Figs. 6A and 6B are perspective and side cross-sectional views of a membrane adhesion process in an alternative embodiment, wherein the membrane 12 is sandwiched between the device body 10 and a plastic donut or disc 48. In this embodiment, the disc 48 is adapted to fit within a groove 49 formed in the device body 10, however not all embodiments require a groove for receiving the disc 48. In this embodiment, the sensing region 14 is raised from the surface of the device body 10 (see Fig. 6B) and includes a smooth, convexly curved surface, which is believed to minimize or eliminate wrinkling or bubbling of the membrane after adhesion. Preferably, the disc 48 is formed from a material substantially similar to the device body 10, or an insert formed therein (such as insert 40 of Figs. 4 and 5, not illustrated in Fig. 6), so as to optimize the adhesive joint to enable strong adhesion therebetween. The circular or non-circular disc 48 is sized with an outer periphery or diameter greater than or equal to the periphery or diameter of the membrane 12. A central portion of the disc 48 is cut out so as to allow exposure of at least a substantial portion of the sensing region 14 through the membrane 12. Thus, the central aperture of the disc 48 is sized smaller than the membrane, but large enough to expose the sensing region 14, for example an electrode system, through the membrane 12. In some embodiments, the thickness of the disc 48 is substantially the same as the depth of the groove 49 so as to provide a flush final assembly between the disc 48 and the device body. However, the disc need not lie flush with the device body in some embodiments. This configuration can be advantageous, for example, when the membrane 12 can benefit from added mechanical strength (from the disc 48) to support the membrane. It is noted that the disc 48 and associated hot die 44b can be provided in a variety of configurations as is also appreciated by one skilled in the art.

━━━━━━━━━━━━━━━━

EXERCISE INSTRUCTIONS: Pick up the passage above on membrane adhesion after its last sentence and continue it.

DATASET ENTRIES:

━━━━━━━━━━━━━━━━

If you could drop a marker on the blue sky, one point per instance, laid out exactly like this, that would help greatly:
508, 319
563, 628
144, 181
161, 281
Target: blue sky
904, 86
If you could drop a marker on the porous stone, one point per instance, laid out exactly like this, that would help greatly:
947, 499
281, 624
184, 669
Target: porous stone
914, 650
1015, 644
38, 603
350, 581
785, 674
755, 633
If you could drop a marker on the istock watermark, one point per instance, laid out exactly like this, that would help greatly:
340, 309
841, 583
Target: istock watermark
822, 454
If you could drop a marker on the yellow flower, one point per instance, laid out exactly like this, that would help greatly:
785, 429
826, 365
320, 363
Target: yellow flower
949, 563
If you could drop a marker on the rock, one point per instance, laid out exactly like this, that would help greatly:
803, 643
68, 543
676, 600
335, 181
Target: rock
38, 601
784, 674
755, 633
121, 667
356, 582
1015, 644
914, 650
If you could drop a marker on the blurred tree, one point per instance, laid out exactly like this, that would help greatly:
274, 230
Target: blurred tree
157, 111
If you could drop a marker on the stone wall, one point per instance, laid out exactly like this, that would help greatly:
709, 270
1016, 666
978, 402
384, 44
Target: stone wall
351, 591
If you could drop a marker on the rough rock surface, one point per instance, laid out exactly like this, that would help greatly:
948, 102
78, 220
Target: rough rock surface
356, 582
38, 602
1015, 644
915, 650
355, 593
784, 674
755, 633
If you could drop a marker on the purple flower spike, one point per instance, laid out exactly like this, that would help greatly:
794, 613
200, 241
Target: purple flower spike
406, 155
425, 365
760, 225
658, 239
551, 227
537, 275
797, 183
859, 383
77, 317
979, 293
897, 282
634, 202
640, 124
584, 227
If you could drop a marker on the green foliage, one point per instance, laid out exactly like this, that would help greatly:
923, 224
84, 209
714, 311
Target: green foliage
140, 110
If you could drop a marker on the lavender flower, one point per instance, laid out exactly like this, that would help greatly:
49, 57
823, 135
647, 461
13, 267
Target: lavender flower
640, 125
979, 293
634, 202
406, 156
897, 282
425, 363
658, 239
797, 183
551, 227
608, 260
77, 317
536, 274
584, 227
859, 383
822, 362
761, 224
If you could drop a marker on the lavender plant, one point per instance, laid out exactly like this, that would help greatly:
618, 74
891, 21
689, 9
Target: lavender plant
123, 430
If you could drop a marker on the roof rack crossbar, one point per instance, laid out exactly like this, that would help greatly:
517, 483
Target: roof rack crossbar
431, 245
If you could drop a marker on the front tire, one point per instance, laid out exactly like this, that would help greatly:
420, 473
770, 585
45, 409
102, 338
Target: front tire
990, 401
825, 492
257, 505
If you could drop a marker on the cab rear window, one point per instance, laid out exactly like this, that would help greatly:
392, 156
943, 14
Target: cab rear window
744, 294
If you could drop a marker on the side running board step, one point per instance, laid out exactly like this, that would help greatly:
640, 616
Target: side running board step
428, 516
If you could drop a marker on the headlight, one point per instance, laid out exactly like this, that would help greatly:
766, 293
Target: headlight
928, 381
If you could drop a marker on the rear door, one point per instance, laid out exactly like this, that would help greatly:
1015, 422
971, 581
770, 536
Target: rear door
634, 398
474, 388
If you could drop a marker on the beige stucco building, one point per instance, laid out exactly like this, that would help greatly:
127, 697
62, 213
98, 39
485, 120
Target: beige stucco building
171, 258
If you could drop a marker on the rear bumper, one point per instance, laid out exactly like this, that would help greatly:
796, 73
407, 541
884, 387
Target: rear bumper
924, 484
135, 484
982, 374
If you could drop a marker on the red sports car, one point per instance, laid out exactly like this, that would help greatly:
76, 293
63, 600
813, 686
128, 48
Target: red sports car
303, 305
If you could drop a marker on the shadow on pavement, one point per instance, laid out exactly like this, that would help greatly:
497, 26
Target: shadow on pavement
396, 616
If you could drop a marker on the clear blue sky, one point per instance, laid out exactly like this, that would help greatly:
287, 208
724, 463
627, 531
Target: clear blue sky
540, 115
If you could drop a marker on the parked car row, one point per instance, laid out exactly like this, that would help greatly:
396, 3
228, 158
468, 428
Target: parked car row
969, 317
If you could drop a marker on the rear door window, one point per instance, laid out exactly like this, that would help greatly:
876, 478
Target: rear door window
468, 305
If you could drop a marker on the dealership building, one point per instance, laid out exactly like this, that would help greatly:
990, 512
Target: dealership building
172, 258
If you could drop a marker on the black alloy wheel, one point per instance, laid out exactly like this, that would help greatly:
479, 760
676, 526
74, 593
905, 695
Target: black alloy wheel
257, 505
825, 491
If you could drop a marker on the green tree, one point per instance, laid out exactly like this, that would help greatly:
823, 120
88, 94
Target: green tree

━━━━━━━━━━━━━━━━

YOUR RESPONSE:
Figs. 7A and 7B are perspective and side cross-sectional views of a membrane adhesion process in another alternative embodiment, wherein the insert 40 includes a raised portion, also referred to as a ridge 50, substantially surrounding the periphery of the membrane 12. It is noted that in embodiments wherein the body is formed form a material substantially similar to the membrane system, the separate insert is not included and the membrane system 12 is adhered directly to the body 10, which can include a ridge 50. The hot die 44c, which includes an inset 46 (not to scale in the drawing), is configured to melt and/or mold the ridge 50 over the membrane 12 so as to securely seal and hold the membrane under the ridge 50. The die 44c preferably uses pressure and/or thermal energy to mold the ridge 50 over the membrane to mold the ridge 50 over the membrane system 12.

Figs. 8A to 11B are perspective views of some alternative configurations for membrane attachment with the preferred embodiments. The concepts described above can be partially or fully applied to these alternative configurations as described in more detail below. One skilled in the art appreciates these illustrations do not in any way limit other modifications to the systems and methods of the preferred embodiments.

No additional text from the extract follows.